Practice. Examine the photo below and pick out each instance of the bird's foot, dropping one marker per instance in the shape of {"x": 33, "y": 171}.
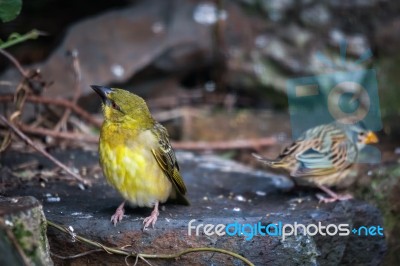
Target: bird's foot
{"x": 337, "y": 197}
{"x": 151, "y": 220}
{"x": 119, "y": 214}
--
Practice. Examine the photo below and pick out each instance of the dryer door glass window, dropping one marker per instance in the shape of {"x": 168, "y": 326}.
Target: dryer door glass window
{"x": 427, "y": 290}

• **Exercise brief**
Collect every line of the records that contains the word "dropping".

• **Solution for this exercise**
Practice. Examine the photo below and pick out each instance of the bird's foot, dropping one marker per instance in the shape of {"x": 33, "y": 171}.
Practice. Examine the photo below and pick out each instance of the dryer door glass window, dropping one marker per instance in the shape of {"x": 168, "y": 326}.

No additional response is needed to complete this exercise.